One day, I found something very interesting at Salisbury’s old Kress store, a little farther up South Main. I have a feeling that if that particular place on the corner of South Main and West Bank had been a “Kresge’s” instead of “Kress,” we would have called it “Kress” anyway due to the partial resemblance of its sound to a certain Rowan County surname most likely anglicized with a “c.”
The very interesting item, actually two, which I saw that day were: cloth, draw-string bags containing used postage stamps and books into which they could be glued. The label on the bag reading, “Postage Stamps From Around the World” especially caught my eye, so I bought a bag and a book, untying the draw-string and dumping out the stamps when I got home.
In addition to some U.S. stamps, there were stamps from England, Canada, Germany, Spain, South American countries, Africa (I remember “Togo”), and some islands in the South Seas.
Laborers “somewhere” had used scissors to cut the stamps off of the envelopes to which they had been affixed. Some classified ads say: “Make $200 a week stuffing envelopes.” When we do a large mailing from our science museum, all of the staff members chip in. After doing a couple of boxes, you get the feeling that your brain is almost gone and that you might better save that last envelope to slip your last remaining “wits” into, to be mailed to yourself and hopefully retrieved later from your P.O. box. At that point, refreshed from the trip, they could then be reinstalled in your skull. (Counting paper ballots is just as boring, too.) I imagine that cutting stamps off of envelopes is just as mind-numbing over time (and not much time at that).

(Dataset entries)
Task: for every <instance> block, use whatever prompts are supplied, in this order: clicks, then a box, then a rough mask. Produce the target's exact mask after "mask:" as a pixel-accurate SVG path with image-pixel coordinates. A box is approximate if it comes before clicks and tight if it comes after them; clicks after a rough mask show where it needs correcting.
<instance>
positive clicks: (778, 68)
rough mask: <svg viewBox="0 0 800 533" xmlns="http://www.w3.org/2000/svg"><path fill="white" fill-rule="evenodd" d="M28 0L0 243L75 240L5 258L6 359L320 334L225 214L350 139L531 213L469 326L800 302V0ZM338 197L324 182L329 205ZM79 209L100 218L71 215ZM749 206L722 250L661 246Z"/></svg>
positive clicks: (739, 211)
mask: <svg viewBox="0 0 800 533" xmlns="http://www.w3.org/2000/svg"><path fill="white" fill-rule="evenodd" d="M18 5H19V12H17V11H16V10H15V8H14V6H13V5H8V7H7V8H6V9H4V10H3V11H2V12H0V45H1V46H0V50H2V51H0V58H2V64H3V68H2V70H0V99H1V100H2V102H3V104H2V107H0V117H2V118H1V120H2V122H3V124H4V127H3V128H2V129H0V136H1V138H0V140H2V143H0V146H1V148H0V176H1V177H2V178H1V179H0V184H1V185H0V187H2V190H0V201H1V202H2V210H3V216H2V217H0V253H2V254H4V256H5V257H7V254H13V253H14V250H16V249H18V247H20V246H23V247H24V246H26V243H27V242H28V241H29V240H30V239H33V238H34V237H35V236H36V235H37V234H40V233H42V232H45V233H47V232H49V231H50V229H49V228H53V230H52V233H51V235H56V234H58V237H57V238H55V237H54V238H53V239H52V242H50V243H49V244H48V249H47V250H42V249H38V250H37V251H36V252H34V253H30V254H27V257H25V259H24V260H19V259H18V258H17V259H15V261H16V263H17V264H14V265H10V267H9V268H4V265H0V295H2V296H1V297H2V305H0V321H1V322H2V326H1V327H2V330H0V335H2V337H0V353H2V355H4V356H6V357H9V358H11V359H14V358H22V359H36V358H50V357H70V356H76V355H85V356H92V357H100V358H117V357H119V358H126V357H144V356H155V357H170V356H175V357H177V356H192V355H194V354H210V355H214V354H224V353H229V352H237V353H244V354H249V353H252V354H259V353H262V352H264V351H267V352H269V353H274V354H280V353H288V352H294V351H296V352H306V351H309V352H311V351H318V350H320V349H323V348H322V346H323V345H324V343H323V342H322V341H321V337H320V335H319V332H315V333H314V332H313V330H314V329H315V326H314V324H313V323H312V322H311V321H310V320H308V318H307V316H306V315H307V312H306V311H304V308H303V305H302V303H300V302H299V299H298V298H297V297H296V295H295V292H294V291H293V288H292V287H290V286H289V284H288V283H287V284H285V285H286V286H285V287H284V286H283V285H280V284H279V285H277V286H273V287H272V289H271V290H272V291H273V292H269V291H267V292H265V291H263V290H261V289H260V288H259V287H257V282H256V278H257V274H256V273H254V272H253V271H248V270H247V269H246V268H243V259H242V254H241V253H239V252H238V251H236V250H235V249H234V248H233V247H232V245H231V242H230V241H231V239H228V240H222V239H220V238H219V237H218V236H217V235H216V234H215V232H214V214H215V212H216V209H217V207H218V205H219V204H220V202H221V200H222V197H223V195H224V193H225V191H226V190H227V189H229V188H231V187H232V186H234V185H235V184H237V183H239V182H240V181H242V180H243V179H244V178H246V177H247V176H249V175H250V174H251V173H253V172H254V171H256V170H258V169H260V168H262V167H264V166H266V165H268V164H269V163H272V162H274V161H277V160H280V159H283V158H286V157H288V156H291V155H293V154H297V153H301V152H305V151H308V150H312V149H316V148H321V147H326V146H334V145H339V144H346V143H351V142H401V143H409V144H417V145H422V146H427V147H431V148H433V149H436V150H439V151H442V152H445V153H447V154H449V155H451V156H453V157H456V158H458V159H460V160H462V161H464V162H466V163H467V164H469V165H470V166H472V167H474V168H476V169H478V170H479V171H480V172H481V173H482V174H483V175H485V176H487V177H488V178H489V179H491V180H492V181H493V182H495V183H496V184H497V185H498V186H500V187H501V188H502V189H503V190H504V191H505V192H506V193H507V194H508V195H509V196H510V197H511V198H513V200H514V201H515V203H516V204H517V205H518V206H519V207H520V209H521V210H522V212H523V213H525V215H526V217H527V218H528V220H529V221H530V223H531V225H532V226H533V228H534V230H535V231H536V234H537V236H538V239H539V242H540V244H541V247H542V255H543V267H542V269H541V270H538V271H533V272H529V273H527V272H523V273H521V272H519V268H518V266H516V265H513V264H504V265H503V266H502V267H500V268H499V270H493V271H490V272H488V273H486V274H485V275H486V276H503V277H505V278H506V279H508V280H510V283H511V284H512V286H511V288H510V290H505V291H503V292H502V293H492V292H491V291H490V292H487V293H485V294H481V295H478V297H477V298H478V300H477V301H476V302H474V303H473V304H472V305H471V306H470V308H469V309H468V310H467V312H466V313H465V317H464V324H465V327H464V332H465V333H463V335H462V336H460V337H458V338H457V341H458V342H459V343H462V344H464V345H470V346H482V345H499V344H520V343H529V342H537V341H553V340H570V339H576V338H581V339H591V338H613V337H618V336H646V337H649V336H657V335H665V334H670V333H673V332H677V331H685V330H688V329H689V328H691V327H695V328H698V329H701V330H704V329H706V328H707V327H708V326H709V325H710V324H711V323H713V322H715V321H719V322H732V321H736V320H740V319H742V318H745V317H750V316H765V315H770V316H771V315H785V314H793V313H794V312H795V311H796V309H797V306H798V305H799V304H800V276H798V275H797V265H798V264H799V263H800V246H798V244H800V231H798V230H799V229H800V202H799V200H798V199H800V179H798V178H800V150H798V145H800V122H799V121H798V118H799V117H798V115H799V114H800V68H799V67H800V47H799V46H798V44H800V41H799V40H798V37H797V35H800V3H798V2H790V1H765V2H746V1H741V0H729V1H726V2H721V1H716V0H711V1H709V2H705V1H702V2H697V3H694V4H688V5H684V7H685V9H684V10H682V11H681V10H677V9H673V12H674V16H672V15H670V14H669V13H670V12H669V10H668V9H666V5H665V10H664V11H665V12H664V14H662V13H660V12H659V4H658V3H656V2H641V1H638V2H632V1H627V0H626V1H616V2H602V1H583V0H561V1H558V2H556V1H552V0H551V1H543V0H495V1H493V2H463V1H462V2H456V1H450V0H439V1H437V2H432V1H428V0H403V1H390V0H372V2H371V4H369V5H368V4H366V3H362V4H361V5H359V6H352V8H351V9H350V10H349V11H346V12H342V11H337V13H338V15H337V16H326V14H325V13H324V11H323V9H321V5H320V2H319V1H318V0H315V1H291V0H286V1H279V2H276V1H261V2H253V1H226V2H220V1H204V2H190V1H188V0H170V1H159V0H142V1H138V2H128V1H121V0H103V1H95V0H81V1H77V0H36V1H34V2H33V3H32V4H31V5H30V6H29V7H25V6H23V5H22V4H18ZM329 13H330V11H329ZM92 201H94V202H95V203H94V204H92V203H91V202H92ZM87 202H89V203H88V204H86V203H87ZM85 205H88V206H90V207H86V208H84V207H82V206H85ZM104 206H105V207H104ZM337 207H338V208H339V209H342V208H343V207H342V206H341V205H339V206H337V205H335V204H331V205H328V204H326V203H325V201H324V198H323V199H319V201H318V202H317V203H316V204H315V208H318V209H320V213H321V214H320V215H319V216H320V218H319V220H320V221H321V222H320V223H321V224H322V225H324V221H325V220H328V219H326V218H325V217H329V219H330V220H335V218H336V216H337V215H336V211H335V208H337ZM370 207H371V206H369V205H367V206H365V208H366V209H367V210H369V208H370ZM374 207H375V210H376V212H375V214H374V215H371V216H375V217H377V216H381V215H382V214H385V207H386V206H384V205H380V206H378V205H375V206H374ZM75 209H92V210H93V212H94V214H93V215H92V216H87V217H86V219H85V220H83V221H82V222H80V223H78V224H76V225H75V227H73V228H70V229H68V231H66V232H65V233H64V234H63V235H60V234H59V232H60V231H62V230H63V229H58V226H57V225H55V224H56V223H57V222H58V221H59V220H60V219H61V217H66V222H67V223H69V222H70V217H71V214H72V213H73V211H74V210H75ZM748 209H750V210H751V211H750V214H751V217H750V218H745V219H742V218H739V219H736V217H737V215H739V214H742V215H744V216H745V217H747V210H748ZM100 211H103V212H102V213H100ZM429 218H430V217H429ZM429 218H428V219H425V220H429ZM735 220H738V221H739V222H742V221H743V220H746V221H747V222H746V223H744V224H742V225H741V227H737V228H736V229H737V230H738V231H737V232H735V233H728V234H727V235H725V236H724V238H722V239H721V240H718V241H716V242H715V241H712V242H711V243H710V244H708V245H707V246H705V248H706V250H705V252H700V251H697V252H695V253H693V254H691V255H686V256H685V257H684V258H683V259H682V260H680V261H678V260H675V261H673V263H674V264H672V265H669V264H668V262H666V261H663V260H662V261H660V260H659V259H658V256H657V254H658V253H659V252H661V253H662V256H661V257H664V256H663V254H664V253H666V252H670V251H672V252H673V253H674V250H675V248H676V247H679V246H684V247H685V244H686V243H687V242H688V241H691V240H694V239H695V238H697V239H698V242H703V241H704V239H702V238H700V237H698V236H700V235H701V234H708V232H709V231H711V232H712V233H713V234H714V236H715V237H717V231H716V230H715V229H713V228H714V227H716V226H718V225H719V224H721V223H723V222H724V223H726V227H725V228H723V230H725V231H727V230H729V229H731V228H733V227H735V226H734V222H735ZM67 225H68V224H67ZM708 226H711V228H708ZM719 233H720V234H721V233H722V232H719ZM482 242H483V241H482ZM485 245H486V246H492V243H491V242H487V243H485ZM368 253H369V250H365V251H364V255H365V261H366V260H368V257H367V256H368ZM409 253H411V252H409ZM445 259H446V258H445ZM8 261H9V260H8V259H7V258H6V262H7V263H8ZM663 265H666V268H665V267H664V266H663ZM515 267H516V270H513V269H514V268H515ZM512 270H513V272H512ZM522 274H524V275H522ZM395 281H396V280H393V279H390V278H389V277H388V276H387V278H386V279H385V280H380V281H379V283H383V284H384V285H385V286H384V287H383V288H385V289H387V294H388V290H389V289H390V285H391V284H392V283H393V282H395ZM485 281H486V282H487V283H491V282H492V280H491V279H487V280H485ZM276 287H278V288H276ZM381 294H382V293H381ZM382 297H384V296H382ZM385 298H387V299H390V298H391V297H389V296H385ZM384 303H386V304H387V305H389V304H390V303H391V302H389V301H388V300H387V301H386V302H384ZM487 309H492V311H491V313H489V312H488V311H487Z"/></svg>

• [What you are asked to do] Please print the stamp-bag passage above word for word, everything from "The very interesting" down to "I got home.".

• [Exercise result]
The very interesting item, actually two, which I saw that day were: cloth, draw-string bags containing used postage stamps and books into which they could be glued. The label on the bag reading, “Postage Stamps From Around the World” especially caught my eye, so I bought a bag and a book, untying the draw-string and dumping out the stamps when I got home.